◆ WORK ITEM ◆
Search the material for the string "handbag" and copy each line where it occurs.

◆ WORKING DATA ◆

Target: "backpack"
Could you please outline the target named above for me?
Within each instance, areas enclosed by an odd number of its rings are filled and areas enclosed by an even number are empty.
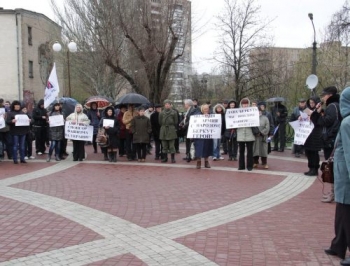
[[[109,146],[109,138],[106,133],[106,130],[103,127],[98,129],[96,143],[102,148]]]

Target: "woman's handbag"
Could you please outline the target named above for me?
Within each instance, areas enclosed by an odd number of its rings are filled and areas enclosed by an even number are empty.
[[[252,132],[253,132],[253,135],[254,135],[254,136],[260,134],[259,127],[252,127],[251,129],[252,129]]]
[[[106,133],[106,130],[103,127],[98,129],[96,143],[102,148],[109,146],[109,138]]]
[[[329,156],[327,161],[321,163],[321,179],[323,183],[331,183],[334,184],[334,172],[333,172],[333,161],[334,161],[334,152],[337,148],[337,144],[335,144],[334,149]]]

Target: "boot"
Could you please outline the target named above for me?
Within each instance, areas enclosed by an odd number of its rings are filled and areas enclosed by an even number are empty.
[[[111,163],[113,162],[113,152],[108,153],[108,161]]]
[[[161,161],[162,163],[167,163],[168,162],[168,154],[167,153],[163,153],[163,159]]]
[[[55,156],[55,159],[56,161],[61,161],[60,156],[58,154]]]
[[[209,164],[209,161],[208,161],[208,158],[205,159],[204,167],[205,167],[205,168],[211,168],[211,167],[210,167],[210,164]]]
[[[108,161],[108,155],[107,155],[107,151],[103,151],[103,155],[104,155],[104,160]]]
[[[202,164],[202,162],[201,162],[201,160],[199,159],[199,160],[197,160],[197,169],[201,169],[201,164]]]
[[[48,154],[48,155],[47,155],[46,161],[47,161],[47,162],[50,162],[50,161],[51,161],[51,154]]]
[[[309,175],[310,171],[311,171],[311,168],[309,168],[309,171],[304,172],[304,175]]]
[[[310,172],[308,172],[305,175],[307,175],[307,176],[317,176],[318,175],[318,169],[317,168],[311,168]]]
[[[332,203],[334,201],[334,185],[332,185],[332,190],[329,194],[325,195],[321,201],[323,203]]]
[[[176,161],[175,161],[175,153],[171,154],[171,163],[176,163]]]
[[[113,152],[113,162],[117,162],[117,152]]]
[[[191,161],[191,154],[189,153],[189,154],[187,154],[187,160],[186,160],[186,162],[190,162]]]

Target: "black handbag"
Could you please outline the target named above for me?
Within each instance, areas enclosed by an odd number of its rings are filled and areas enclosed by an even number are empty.
[[[252,132],[253,132],[253,135],[254,135],[254,136],[260,134],[259,127],[251,127],[251,129],[252,129]]]
[[[334,162],[334,152],[336,148],[337,148],[337,144],[335,145],[328,160],[321,163],[320,170],[322,172],[321,179],[323,183],[334,184],[333,162]]]

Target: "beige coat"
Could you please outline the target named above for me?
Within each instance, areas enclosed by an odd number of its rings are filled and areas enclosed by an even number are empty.
[[[133,120],[133,118],[135,116],[138,116],[138,113],[136,110],[128,110],[124,113],[124,116],[123,116],[123,124],[125,125],[125,128],[127,130],[130,129],[130,126],[131,126],[131,121]]]
[[[255,142],[253,146],[253,156],[267,157],[267,137],[270,131],[269,119],[261,115],[260,116],[260,135],[255,137]]]

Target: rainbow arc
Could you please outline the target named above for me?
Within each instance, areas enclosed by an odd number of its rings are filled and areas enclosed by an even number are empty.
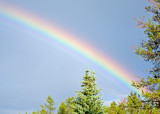
[[[131,86],[132,80],[136,79],[134,75],[99,50],[89,45],[86,41],[80,40],[81,38],[69,34],[63,29],[48,23],[45,20],[41,20],[39,17],[36,17],[23,9],[18,9],[17,7],[8,4],[0,5],[0,15],[26,27],[30,31],[33,30],[45,36],[45,39],[43,40],[49,39],[50,41],[57,42],[60,45],[69,48],[74,53],[93,61],[113,76],[110,78],[115,78],[125,86],[129,87],[132,91],[136,91],[139,94],[141,93],[139,90]]]

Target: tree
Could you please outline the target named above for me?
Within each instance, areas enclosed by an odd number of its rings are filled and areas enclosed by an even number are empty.
[[[143,100],[131,93],[127,99],[127,113],[159,114],[160,112],[160,0],[148,0],[152,5],[146,7],[147,12],[153,14],[152,19],[144,22],[144,18],[137,20],[138,27],[145,29],[147,39],[142,41],[136,54],[146,62],[152,64],[148,78],[133,81],[132,85],[142,90]],[[119,105],[119,107],[121,107]],[[123,107],[123,105],[122,105]],[[113,102],[109,110],[119,113],[116,103]]]
[[[104,106],[104,113],[105,113],[105,114],[108,114],[108,113],[109,113],[109,110],[110,110],[110,107]]]
[[[126,114],[126,104],[127,104],[126,98],[121,99],[121,102],[119,102],[118,105],[119,114]]]
[[[117,103],[113,101],[110,106],[109,114],[117,114],[117,113],[118,113]]]
[[[142,89],[145,102],[150,103],[153,109],[160,108],[160,0],[148,1],[152,5],[145,9],[153,16],[147,22],[144,22],[144,18],[137,20],[138,26],[145,29],[147,40],[140,43],[136,54],[152,63],[153,67],[149,70],[150,76],[147,79],[141,78],[140,81],[133,81],[132,85]]]
[[[41,111],[33,112],[32,114],[54,114],[54,100],[51,96],[48,96],[46,99],[48,104],[45,104],[45,106],[41,106]]]
[[[115,101],[113,101],[110,107],[106,107],[106,114],[126,114],[126,99],[119,102],[119,105]]]
[[[127,101],[127,111],[130,114],[138,114],[142,110],[142,101],[137,96],[136,93],[132,93],[128,95],[128,101]]]
[[[67,107],[66,107],[66,104],[63,101],[62,101],[62,103],[59,107],[58,114],[67,114]]]
[[[76,91],[74,111],[78,114],[101,114],[104,112],[103,101],[99,95],[101,90],[97,88],[95,72],[89,72],[86,70],[81,82],[82,91]]]
[[[74,107],[75,107],[75,97],[68,97],[66,99],[66,108],[67,108],[67,114],[74,114]]]

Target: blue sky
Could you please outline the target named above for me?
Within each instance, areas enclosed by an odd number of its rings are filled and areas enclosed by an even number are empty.
[[[137,58],[132,46],[146,36],[135,17],[150,16],[147,0],[1,0],[55,23],[109,55],[134,75],[147,76],[148,63]],[[0,113],[17,114],[40,109],[48,95],[58,109],[61,101],[75,96],[87,65],[95,70],[106,104],[130,93],[122,82],[110,81],[108,73],[92,61],[82,61],[72,50],[63,50],[4,21],[0,14]],[[65,48],[65,47],[64,47]],[[84,60],[86,58],[83,58]],[[121,86],[120,86],[121,85]]]

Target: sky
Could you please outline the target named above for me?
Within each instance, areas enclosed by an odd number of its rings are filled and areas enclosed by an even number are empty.
[[[4,5],[5,4],[5,5]],[[138,58],[133,46],[146,38],[134,18],[150,17],[147,0],[0,0],[0,6],[18,8],[76,36],[75,40],[93,47],[133,78],[147,77],[150,64]],[[40,110],[48,95],[58,107],[81,90],[88,67],[96,72],[98,88],[108,105],[132,90],[112,74],[72,48],[50,43],[47,36],[2,15],[0,7],[0,113],[17,114]],[[82,46],[83,47],[83,46]],[[97,53],[95,53],[96,55]]]

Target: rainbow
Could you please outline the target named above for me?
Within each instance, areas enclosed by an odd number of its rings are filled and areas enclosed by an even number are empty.
[[[60,45],[69,48],[74,53],[78,53],[90,61],[93,61],[107,73],[110,73],[111,76],[113,76],[112,78],[119,80],[132,91],[136,91],[141,94],[139,90],[131,86],[132,80],[136,79],[134,75],[122,68],[119,64],[115,63],[114,60],[95,49],[93,46],[89,45],[85,41],[81,41],[81,38],[69,34],[59,27],[56,27],[55,25],[48,23],[31,13],[8,4],[0,5],[0,15],[26,27],[29,30],[36,31],[39,34],[44,35],[45,39],[43,40],[49,39],[50,41],[59,43]]]

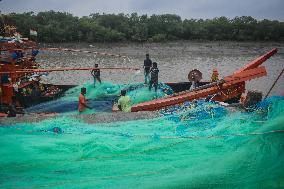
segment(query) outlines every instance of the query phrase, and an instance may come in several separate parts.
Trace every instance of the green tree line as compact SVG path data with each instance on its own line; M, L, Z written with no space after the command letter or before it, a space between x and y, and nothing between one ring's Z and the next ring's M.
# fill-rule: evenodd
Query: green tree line
M181 19L174 14L91 14L66 12L2 14L23 36L38 32L39 42L162 42L169 40L284 41L284 22L251 16Z

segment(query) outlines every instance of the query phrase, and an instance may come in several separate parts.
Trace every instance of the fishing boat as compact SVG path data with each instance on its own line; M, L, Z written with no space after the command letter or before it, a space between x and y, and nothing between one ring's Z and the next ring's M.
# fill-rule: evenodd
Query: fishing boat
M12 27L15 30L15 27ZM15 31L14 31L15 32ZM8 33L11 33L10 31ZM13 32L12 32L13 33ZM18 35L18 34L17 34ZM96 68L56 68L40 69L36 62L39 50L69 51L98 53L91 51L81 51L76 49L62 48L39 48L37 43L28 38L19 36L3 37L0 40L0 76L1 76L1 112L7 111L7 106L12 101L12 96L16 96L19 105L27 108L43 102L54 100L61 97L67 90L75 87L74 85L53 85L45 84L40 80L40 76L55 71L71 70L93 70ZM233 74L223 79L203 82L202 74L199 70L189 72L189 81L179 83L166 83L174 92L173 95L155 99L148 102L133 105L132 112L153 111L201 98L211 98L212 100L233 103L238 102L241 95L245 92L245 82L251 79L265 76L265 67L260 65L268 58L273 56L277 49L273 49L259 58L251 61L244 67L235 71ZM123 57L108 53L102 55ZM100 69L131 69L137 68L100 68ZM194 88L193 83L198 83ZM131 89L127 89L131 90ZM112 99L115 100L115 99ZM114 110L117 110L114 108Z
M58 86L40 82L44 72L39 69L36 57L38 44L22 38L13 25L5 26L5 35L0 37L0 111L6 112L12 101L17 98L19 106L29 107L53 100L72 86Z
M241 95L245 92L245 82L267 75L266 68L260 66L263 62L277 53L277 49L272 49L266 54L249 62L233 74L215 82L200 82L199 87L192 90L192 82L168 83L175 91L171 96L143 102L132 106L132 112L154 111L168 106L181 104L185 101L193 101L210 97L211 100L234 103L238 102Z

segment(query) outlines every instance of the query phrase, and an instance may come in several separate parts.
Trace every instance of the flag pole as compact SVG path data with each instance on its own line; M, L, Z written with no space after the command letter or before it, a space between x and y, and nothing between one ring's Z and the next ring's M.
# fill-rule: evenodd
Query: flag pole
M37 31L34 29L30 29L30 38L37 42Z

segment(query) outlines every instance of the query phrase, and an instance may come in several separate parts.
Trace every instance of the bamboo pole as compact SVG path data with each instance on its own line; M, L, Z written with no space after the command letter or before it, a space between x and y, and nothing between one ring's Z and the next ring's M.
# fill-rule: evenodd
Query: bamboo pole
M273 85L270 87L268 93L266 94L266 96L264 97L264 99L266 99L268 97L268 95L270 94L270 92L272 91L272 89L274 88L274 86L276 85L277 81L280 79L281 75L284 72L284 68L282 69L282 71L280 72L280 74L278 75L277 79L274 81Z

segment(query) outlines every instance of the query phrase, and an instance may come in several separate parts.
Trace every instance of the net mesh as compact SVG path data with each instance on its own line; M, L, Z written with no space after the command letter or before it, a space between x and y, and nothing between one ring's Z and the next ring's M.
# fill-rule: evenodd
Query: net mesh
M137 86L129 94L157 97ZM72 90L66 101L77 98ZM160 114L97 124L63 114L0 127L0 188L284 187L283 97L252 112L197 101Z
M84 114L111 112L113 103L117 102L122 89L127 90L127 95L131 97L132 104L138 104L173 94L172 89L163 83L159 83L158 90L155 92L154 90L149 91L148 86L141 83L113 84L103 82L94 87L92 82L86 82L81 86L68 90L63 97L57 100L41 103L28 108L26 111L29 113L59 112L68 115L77 114L78 96L82 87L87 89L85 96L89 100L88 105L93 108L92 110L86 110Z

◆ REPLY ◆
Target: "woman's handbag"
Target: "black handbag"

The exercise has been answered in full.